Problem to work on:
Reproduce everything from the start of the records down to the line containing "[103, 1047]", including that line. Leave out the pictures.

Stored records:
○ ○ ○ ○

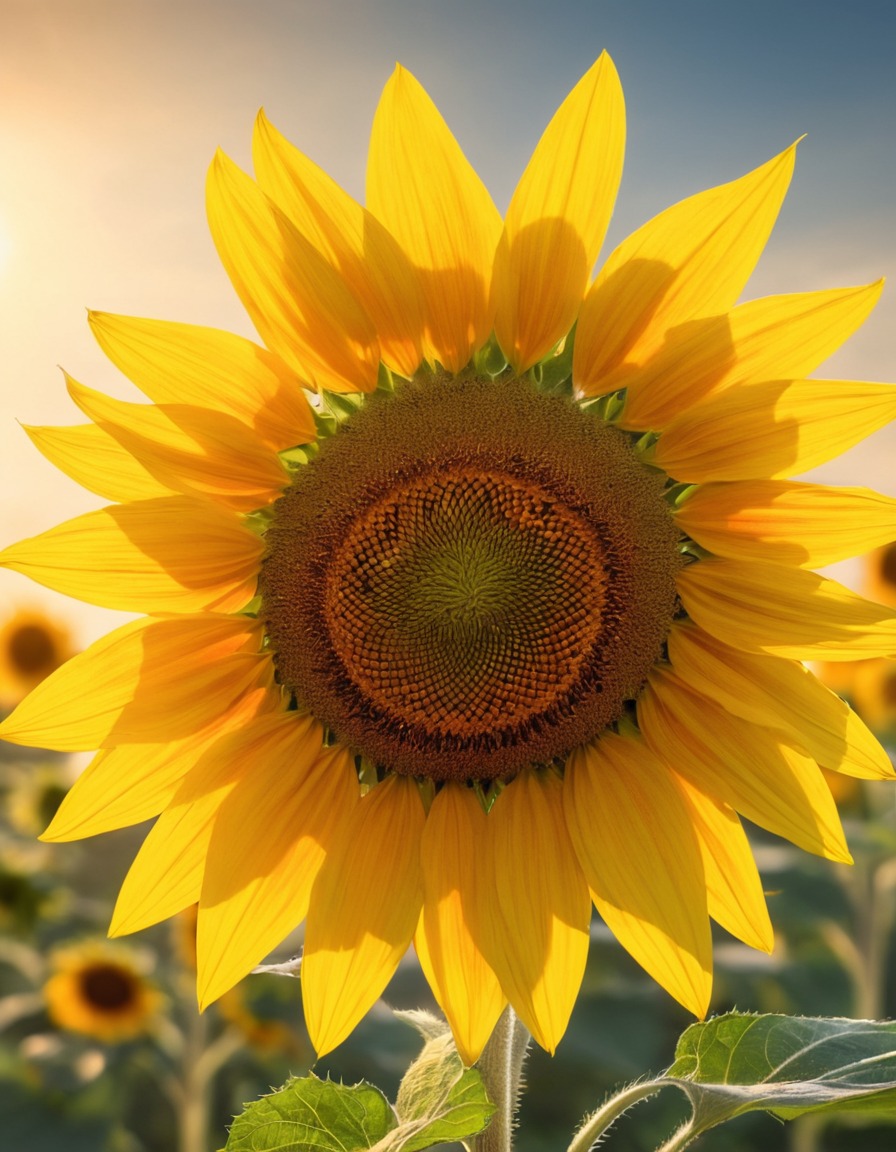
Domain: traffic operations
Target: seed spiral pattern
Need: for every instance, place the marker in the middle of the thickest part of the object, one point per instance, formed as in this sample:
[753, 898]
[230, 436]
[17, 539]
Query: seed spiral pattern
[461, 604]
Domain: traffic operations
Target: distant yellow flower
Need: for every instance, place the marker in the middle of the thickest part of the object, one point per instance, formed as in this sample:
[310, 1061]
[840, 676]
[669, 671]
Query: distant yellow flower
[32, 644]
[100, 990]
[873, 694]
[508, 620]
[880, 575]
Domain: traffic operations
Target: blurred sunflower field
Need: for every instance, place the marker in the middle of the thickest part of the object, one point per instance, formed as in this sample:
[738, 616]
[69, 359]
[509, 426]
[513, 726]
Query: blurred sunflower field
[103, 1047]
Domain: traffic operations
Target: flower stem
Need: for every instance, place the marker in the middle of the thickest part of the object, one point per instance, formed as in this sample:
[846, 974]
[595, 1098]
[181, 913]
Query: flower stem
[501, 1068]
[598, 1122]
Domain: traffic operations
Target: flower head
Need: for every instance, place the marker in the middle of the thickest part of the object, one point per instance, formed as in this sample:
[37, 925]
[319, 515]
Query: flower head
[479, 592]
[101, 991]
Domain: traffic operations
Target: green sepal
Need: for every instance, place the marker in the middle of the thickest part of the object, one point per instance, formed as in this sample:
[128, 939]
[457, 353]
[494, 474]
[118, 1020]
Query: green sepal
[439, 1100]
[553, 374]
[490, 360]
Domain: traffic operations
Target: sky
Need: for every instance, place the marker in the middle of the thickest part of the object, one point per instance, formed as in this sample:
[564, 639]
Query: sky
[112, 110]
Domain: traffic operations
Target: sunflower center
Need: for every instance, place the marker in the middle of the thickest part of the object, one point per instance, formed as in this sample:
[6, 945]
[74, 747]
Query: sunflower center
[31, 650]
[106, 987]
[469, 578]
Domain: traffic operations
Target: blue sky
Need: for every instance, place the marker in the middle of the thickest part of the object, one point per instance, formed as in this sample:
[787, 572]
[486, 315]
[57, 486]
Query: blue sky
[111, 111]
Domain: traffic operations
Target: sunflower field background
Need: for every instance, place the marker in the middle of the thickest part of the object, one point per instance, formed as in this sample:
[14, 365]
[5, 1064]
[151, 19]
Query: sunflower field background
[112, 114]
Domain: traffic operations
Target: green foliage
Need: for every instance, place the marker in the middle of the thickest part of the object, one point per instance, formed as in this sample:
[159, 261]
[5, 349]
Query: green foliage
[787, 1066]
[309, 1113]
[439, 1100]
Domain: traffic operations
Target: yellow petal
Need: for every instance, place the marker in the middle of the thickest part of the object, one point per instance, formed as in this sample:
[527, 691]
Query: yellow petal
[691, 260]
[135, 782]
[449, 933]
[169, 554]
[636, 843]
[187, 364]
[771, 339]
[191, 449]
[787, 522]
[271, 835]
[734, 888]
[536, 937]
[423, 188]
[350, 239]
[97, 462]
[146, 682]
[788, 612]
[782, 695]
[772, 430]
[557, 218]
[741, 764]
[167, 872]
[363, 911]
[301, 305]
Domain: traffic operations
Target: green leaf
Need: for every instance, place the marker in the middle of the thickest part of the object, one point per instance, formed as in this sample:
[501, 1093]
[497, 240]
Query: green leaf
[439, 1100]
[313, 1115]
[784, 1065]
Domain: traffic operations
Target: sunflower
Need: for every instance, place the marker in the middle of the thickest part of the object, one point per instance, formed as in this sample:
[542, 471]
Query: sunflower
[478, 593]
[101, 991]
[32, 644]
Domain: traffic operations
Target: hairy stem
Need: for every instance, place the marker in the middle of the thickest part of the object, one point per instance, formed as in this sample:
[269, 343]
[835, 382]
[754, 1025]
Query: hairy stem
[598, 1122]
[501, 1068]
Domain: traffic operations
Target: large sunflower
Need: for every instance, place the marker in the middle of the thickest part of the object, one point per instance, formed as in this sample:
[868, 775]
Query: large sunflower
[502, 620]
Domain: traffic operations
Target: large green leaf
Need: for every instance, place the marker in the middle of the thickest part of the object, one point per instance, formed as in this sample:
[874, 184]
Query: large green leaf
[313, 1115]
[439, 1101]
[784, 1065]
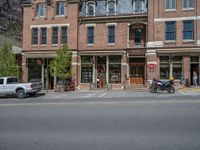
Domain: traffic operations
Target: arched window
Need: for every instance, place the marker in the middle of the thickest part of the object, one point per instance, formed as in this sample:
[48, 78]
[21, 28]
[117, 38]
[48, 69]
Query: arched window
[90, 8]
[111, 7]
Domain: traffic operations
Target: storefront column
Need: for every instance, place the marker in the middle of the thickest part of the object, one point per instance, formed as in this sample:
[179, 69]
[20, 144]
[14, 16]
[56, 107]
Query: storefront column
[128, 30]
[75, 67]
[170, 70]
[107, 69]
[186, 67]
[42, 71]
[94, 70]
[124, 68]
[151, 58]
[24, 68]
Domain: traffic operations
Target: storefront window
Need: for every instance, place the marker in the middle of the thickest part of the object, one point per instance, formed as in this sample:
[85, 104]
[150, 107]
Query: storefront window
[164, 67]
[115, 69]
[34, 70]
[194, 59]
[177, 67]
[175, 63]
[86, 69]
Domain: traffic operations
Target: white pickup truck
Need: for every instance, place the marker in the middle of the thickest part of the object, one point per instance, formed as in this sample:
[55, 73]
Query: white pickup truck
[11, 86]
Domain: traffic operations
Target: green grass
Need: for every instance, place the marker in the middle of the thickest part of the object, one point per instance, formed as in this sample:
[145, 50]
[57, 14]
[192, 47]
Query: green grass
[7, 40]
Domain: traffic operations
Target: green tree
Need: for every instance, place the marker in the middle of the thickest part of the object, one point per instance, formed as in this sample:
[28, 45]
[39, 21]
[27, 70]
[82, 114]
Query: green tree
[61, 65]
[8, 65]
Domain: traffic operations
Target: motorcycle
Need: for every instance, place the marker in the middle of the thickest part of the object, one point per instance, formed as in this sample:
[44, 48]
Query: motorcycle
[158, 85]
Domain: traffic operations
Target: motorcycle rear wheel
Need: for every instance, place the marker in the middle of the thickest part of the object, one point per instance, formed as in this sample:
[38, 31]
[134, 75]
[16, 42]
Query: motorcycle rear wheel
[170, 89]
[152, 89]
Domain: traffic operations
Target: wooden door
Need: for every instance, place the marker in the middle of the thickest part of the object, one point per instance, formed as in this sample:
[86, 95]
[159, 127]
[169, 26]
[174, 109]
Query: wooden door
[137, 73]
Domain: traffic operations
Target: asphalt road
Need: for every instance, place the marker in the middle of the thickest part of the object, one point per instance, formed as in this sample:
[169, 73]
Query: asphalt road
[141, 123]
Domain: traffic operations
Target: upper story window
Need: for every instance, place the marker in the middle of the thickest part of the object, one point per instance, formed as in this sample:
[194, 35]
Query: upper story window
[139, 6]
[55, 35]
[170, 5]
[90, 35]
[40, 10]
[111, 7]
[188, 4]
[111, 34]
[188, 27]
[60, 6]
[43, 36]
[64, 35]
[170, 31]
[34, 39]
[90, 8]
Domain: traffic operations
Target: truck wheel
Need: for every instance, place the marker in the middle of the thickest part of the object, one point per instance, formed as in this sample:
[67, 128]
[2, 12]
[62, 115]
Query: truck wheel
[21, 94]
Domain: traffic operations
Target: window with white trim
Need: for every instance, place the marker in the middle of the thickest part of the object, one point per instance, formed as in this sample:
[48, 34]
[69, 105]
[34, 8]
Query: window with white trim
[64, 35]
[55, 35]
[139, 6]
[111, 7]
[171, 67]
[90, 8]
[188, 4]
[60, 7]
[43, 37]
[188, 30]
[40, 10]
[170, 5]
[170, 31]
[90, 35]
[34, 40]
[111, 34]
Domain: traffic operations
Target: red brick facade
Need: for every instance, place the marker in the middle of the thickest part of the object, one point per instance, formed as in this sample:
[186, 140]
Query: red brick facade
[135, 57]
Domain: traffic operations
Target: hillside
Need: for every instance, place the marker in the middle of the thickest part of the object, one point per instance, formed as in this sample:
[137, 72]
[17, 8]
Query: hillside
[10, 22]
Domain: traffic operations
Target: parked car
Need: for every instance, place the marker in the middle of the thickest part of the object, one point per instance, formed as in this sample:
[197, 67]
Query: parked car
[11, 86]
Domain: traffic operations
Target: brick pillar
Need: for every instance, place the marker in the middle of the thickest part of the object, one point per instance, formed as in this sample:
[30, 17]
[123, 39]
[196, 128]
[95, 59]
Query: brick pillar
[151, 58]
[124, 66]
[186, 67]
[24, 69]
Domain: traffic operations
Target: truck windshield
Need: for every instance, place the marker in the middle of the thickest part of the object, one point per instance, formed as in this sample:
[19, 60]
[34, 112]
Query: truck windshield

○ ○ ○ ○

Solved problem:
Domain: traffic operations
Target: seed spiral pattern
Need: for every instance, place the marker in the middle of the thickest part of the object, one point per instance, formed as in this sample:
[753, 898]
[230, 436]
[17, 539]
Query: seed spiral pattern
[461, 604]
Domain: traffic operations
Target: distant yellow flower
Need: for every instance, place the marker in the middle of the thickest part of the object, one point per instance, formed as in this sample:
[310, 1061]
[840, 676]
[669, 671]
Query: distant yellow flower
[32, 644]
[100, 990]
[873, 694]
[508, 620]
[880, 575]
Domain: traffic operations
Target: blurred sunflower field
Need: for every instance, place the marker in the middle of the thickest part of the object, one point per instance, formed as in this sample:
[738, 616]
[69, 359]
[509, 426]
[513, 726]
Query: blurred sunflower field
[103, 1047]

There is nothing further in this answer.